Dans son 5ème numéro, CONGRATS! Magazine publiait un très beau texte du comédien Sébastien Todesco – rencontré il y a quelques années à la Java une nuit de Trou – qui évoque avec beaucoup d’humour, de style et de sincérité ses déboires amoureux en tant que folle vieillissante mais flamboyante envers et contre tout. On a décidé de le republier par ici, et vous encourage à choper ce magazine smart et arty trouvable aux Mots à la Bouche, chez OFR ou au Centre Pompidou.
Quand ton animal totem est Maggie Smith et que tu as toujours une tasse de thé dans la main droite, ne t’attends pas à avoir une bite dans la gauche.
Je vous vois déjà lever les yeux au ciel devant l’insondable profondeur de ma naïveté. Mais, je découvre, sur le tard, que les vieilles folles ne chopent pas des masses. Il est vrai que je n’avais jamais été vieille et folle à la fois jusqu’à aujourd’hui, du moins publiquement. Je me dois, cependant, de relativiser un peu les termes que j’emploie pour ne pas vous induire en erreur. Quand je dis « vieille », j’ai en fait 38 ans. Mais, grâce à la magie des rencontres en ligne, j’ai commencé à me sentir hors d’âge quand j’ai franchi la frontière des fatidiques 25 ans. Et certes, je me considère comme une folle, mais je suis plutôt une folle introvertie et discrète, même si cela peut sembler une contradiction dans les termes. Je ne suis donc pas Quentin Crisp ou Mother Flawless Sabrina. Néanmoins, il est clair pour tout le monde que je ne fais pas partie de la fratrie Hemsworth. Cette tension entre mon âge, l’expression de ma féminité et le nombre de mes amants n’est pas nouvelle. Mais elle est devenue particulièrement sensible ces dernières années, donnant lieu à de nombreuses négociations entre mon désir d’être true to myself et mon envie de m’envoyer en l’air de façon régulière. Une histoire de mensonge, de dissimulation et de sexe donc. So exciting !
Je suis un produit du sud de la France, j’y ai vécu la plus grande partie de ma vie, notamment à Marseille. Autant vous dire qu’être un garçon féminin, de manière ostensible, n’était pas vraiment une option à ce moment-là. Pas si je voulais pouvoir descendre la Canebière sans que l’on me jette des pierres (et ce n’est pas juste une image…). À cette époque, il me semble également naturel de mentir sur mon âge, du moins sur les sites de rencontre. À 28 ans, mon profil en affiche 21 et aucun de mes amants ne se doute de rien. Je ne suis pas très à l’aise avec le mensonge, mais c’est une pratique courante et pragmatique. Car enfin je baise, abondamment, j’aime ça, et je suis terrifié à l’idée que ma sortie de la tribu des 18 – 25 soit aussi la fin de ma vie sexuelle. Je n’ai alors aucune vie sociale gay ou queer ou whatever, les internets sont ma seule source de rencontres, alors je me plie à leurs lois.

- Lignes répertoriées:

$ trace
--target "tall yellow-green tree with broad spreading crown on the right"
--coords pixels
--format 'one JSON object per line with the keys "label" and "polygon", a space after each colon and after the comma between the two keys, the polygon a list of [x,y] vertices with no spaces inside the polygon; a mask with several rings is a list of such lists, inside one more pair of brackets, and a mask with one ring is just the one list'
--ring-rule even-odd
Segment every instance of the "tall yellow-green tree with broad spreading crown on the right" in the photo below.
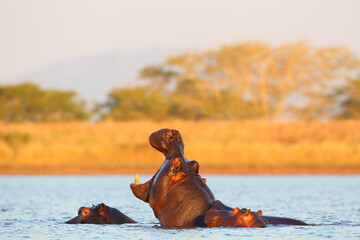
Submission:
{"label": "tall yellow-green tree with broad spreading crown on the right", "polygon": [[334,116],[334,86],[358,71],[359,60],[343,47],[241,43],[170,57],[140,78],[168,96],[178,117],[310,120]]}

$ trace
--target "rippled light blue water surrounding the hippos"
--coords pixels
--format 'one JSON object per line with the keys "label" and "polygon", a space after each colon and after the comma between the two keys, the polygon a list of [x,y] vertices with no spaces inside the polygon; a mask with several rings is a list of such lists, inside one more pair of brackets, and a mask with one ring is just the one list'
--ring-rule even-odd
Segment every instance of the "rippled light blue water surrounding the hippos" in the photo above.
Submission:
{"label": "rippled light blue water surrounding the hippos", "polygon": [[[203,177],[227,205],[314,225],[162,229],[133,196],[134,176],[0,176],[0,239],[360,239],[360,176]],[[64,224],[101,202],[138,223]]]}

- Actions demandées:
a – D'après le texte source, quel âge le profil de rencontre affichait-il quand l'auteur avait 28 ans ?
b – Poursuivez le texte source à partir de sa dernière phrase.
Les lignes forment un matériau distinct du texte source.

- Résultats par tâche:
a – 21 ans.

b –
Las de cet isolement, de l’oppression quotidienne et pour fuir des lieux marqués par un chagrin amoureux, je me décide à partir pour Paris. Les choses commencent alors à changer. En me baignant dans une vie nocturne, dont le petit provincial que j’étais n’avait même pas imaginé qu’elle puisse exister, j’amorce ma transformation. La scène clubbing queer est une révélation. Les soirées deviennent des oasis pour moi, des rêves éveillés. Malgré ma grande timidité, je m’y rends aussi souvent que possible. Je suis émerveillé par les personnes que j’y croise. Ce que je vois alors, ce sont des visages sublimement maquillés, des gestuelles outrancières et des tenues délirantes. Je vois une incroyable liberté et tout me semble possible : une personne est vêtue uniquement de ballons mauves, une autre, visage délicat de poupée en porcelaine, pisse dans son verre de bière pour éviter de faire la queue aux toilettes, une autre encore, apparition majestueuse aux jambes infiniment longues, prolongées de talons dangereusement fins, vacille, m’enlace comme un ami depuis longtemps perdu et murmure quelques mots incompréhensible dans le creux de mon oreille, me laissant avec l’impression d’avoir rencontré une créature mythique.
Tout me paraît surnaturel, fantastique, merveilleusement beau, et j’ai simplement envie de lécher tout le monde. Et effectivement je lèche, à foison. Il me semble qu’à chaque soirée, un garçon incroyablement mignon apparait par magie entre mes bras ivres. Mais c’est bien plus qu’une histoire de jolis garçons et de mains aux fesses. Au milieu de cette assemblée de belles personnes, je me sens à la maison. Et ma grande introversion ne parvient pas à m’empêcher de participer à la fête. Je commence à faire les fripes et à regarder les tutos de make-up. J’assemble, je découpe, j’applique et je poudre. J’apprends à devenir « belle », je me trouve belle et j’aime ça. J’étanche enfin ma soif de féminité et d’extravagance.
« Les soirs où j’ai envie de “choper”, je ne me maquille pas. Je camoufle. J’adapte selon ce que je pense être désirable, acceptable pour un garçon gay »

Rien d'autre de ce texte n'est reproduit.